*** Records for this task ***

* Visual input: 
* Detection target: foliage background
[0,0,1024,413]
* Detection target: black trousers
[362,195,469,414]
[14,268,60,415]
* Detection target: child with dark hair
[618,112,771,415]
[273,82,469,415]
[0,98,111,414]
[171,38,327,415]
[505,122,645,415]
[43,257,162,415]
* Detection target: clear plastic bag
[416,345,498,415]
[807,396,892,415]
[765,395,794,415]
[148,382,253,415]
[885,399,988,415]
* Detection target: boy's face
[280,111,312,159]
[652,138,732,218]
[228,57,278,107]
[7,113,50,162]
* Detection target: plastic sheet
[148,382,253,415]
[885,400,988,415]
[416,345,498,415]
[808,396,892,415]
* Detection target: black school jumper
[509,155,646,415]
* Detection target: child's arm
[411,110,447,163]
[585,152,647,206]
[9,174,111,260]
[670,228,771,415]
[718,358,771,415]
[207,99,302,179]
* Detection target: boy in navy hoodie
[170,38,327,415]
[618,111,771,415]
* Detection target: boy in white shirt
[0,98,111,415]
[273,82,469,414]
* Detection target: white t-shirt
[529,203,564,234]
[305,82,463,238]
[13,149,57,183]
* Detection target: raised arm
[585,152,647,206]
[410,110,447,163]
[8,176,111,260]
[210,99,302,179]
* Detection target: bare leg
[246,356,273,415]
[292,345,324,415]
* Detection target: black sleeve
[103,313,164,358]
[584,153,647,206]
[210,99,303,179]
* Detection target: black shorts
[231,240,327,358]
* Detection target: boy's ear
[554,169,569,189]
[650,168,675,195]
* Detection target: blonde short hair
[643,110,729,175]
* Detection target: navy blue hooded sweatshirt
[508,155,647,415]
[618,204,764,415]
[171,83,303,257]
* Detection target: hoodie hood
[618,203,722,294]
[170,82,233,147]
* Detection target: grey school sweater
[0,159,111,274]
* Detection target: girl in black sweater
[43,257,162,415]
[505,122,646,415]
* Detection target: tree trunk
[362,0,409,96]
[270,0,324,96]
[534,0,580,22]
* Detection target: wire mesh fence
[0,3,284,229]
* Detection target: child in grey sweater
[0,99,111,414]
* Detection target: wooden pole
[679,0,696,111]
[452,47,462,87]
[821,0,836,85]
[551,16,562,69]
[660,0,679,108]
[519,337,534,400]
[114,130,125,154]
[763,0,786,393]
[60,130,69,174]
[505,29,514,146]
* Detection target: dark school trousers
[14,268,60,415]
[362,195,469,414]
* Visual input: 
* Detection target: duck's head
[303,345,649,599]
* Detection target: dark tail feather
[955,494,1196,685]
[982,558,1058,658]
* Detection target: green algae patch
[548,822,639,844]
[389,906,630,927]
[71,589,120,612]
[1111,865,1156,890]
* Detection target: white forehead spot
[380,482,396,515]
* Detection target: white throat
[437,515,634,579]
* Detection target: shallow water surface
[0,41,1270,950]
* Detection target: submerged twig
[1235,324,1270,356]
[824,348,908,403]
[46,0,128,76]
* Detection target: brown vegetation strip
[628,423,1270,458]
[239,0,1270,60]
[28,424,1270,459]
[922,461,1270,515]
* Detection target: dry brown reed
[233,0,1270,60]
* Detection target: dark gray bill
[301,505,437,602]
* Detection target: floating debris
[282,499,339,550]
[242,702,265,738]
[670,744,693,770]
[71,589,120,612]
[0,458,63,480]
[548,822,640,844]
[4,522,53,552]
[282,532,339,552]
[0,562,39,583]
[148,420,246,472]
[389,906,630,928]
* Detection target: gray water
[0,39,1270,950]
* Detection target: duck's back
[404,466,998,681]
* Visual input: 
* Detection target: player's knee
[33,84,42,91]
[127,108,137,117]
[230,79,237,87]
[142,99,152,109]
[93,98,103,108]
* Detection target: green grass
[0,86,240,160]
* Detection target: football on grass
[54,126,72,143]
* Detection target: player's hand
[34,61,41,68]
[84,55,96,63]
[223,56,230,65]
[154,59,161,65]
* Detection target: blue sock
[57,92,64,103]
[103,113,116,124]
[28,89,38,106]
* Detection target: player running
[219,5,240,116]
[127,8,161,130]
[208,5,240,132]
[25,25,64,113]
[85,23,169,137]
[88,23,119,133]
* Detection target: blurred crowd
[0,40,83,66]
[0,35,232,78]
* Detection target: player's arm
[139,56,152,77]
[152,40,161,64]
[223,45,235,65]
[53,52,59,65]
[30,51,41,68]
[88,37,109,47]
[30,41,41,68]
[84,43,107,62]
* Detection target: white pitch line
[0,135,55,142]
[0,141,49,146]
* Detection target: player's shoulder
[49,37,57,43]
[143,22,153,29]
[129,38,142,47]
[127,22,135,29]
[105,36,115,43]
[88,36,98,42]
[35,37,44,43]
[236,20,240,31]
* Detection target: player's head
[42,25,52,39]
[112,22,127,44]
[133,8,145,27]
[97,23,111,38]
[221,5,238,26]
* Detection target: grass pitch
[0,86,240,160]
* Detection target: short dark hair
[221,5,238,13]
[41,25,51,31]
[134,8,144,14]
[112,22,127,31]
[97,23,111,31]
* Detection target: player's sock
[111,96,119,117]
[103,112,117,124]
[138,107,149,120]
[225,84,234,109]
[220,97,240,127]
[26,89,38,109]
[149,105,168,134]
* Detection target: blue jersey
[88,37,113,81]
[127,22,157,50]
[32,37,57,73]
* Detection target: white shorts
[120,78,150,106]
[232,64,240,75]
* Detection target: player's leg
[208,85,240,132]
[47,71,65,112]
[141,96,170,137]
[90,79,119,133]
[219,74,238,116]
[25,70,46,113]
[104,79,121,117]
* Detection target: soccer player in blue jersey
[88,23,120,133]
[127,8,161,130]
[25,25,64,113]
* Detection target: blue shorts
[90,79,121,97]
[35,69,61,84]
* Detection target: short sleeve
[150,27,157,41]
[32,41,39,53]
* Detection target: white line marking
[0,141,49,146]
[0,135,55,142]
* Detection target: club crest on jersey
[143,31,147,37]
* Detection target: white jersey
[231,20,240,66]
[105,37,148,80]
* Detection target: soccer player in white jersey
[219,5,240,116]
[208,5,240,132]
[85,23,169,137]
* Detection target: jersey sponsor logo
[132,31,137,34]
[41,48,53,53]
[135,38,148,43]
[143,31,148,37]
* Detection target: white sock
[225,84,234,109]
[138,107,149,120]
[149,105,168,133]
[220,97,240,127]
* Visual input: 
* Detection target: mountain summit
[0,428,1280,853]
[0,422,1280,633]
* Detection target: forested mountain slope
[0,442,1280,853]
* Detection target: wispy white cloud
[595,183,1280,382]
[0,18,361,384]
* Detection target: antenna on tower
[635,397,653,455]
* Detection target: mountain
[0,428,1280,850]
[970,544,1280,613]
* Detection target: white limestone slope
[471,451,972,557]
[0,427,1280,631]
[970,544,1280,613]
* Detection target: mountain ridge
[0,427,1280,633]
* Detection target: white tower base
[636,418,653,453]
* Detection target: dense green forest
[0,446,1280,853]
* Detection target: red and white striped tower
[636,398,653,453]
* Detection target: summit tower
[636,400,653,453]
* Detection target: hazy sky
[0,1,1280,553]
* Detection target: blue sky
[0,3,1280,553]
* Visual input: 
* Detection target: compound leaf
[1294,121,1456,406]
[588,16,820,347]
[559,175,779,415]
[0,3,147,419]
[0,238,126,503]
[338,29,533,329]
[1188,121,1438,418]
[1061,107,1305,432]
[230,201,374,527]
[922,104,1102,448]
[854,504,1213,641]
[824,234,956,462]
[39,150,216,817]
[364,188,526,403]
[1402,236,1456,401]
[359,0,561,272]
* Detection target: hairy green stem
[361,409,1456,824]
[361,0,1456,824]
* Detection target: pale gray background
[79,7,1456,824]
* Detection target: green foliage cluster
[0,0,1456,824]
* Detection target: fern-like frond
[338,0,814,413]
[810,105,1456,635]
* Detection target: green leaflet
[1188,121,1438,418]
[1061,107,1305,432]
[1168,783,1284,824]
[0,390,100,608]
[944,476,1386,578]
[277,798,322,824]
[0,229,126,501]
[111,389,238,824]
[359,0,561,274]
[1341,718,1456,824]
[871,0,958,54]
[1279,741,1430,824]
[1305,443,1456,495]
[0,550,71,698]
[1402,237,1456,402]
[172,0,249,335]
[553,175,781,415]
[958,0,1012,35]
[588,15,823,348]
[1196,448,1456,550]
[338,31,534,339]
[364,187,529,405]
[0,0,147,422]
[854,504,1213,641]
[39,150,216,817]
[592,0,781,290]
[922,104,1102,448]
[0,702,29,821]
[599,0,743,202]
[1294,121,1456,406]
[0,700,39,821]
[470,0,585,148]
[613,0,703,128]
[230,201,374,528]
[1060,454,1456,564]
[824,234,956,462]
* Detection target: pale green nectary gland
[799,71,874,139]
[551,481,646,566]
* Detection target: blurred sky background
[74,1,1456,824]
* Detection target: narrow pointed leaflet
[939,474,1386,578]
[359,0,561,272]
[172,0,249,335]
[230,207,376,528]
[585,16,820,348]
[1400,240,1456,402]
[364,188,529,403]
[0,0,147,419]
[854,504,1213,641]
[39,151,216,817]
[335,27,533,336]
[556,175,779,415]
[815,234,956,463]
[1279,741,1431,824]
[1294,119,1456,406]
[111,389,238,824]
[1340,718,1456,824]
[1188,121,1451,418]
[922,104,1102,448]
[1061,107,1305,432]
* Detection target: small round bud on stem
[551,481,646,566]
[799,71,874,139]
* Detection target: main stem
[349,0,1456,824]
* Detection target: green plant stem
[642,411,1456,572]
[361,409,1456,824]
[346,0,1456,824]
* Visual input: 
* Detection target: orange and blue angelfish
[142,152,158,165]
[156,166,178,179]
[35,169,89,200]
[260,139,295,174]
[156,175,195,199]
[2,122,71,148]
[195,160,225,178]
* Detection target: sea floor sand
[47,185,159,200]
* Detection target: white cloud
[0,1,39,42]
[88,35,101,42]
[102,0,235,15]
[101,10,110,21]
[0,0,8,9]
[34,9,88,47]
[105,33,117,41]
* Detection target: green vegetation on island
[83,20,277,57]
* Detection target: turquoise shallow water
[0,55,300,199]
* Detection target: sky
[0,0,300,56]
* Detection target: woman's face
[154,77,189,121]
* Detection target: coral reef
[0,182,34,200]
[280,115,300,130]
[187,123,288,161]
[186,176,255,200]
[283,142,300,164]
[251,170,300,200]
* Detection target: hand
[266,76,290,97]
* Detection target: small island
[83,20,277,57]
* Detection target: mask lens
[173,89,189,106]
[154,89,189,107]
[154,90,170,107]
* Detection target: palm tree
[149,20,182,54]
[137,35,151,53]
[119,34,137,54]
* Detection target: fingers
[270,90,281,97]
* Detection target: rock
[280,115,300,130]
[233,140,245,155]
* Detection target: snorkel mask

***

» What is required
Reproduce verbatim the part of the items above that opens with their first line and closes with the line containing "[509,155,646,415]", including both of those lines.

» Expected output
* Visual input: 
* Detection target: foliage background
[0,0,1024,413]
* Detection target: black trousers
[362,195,469,414]
[14,268,60,415]
* Detection target: child with dark hair
[618,112,771,415]
[273,82,469,415]
[0,98,111,414]
[171,38,327,415]
[505,122,645,415]
[43,257,162,415]
* Detection target: clear plastic bag
[416,345,498,415]
[807,396,892,415]
[765,395,794,415]
[148,382,253,415]
[885,399,988,415]
* Detection target: boy's face
[280,111,312,159]
[652,138,732,218]
[228,57,278,107]
[7,113,50,162]
* Detection target: plastic sheet
[148,382,253,415]
[885,400,988,415]
[416,345,498,415]
[808,396,892,415]
* Detection target: black school jumper
[509,155,646,415]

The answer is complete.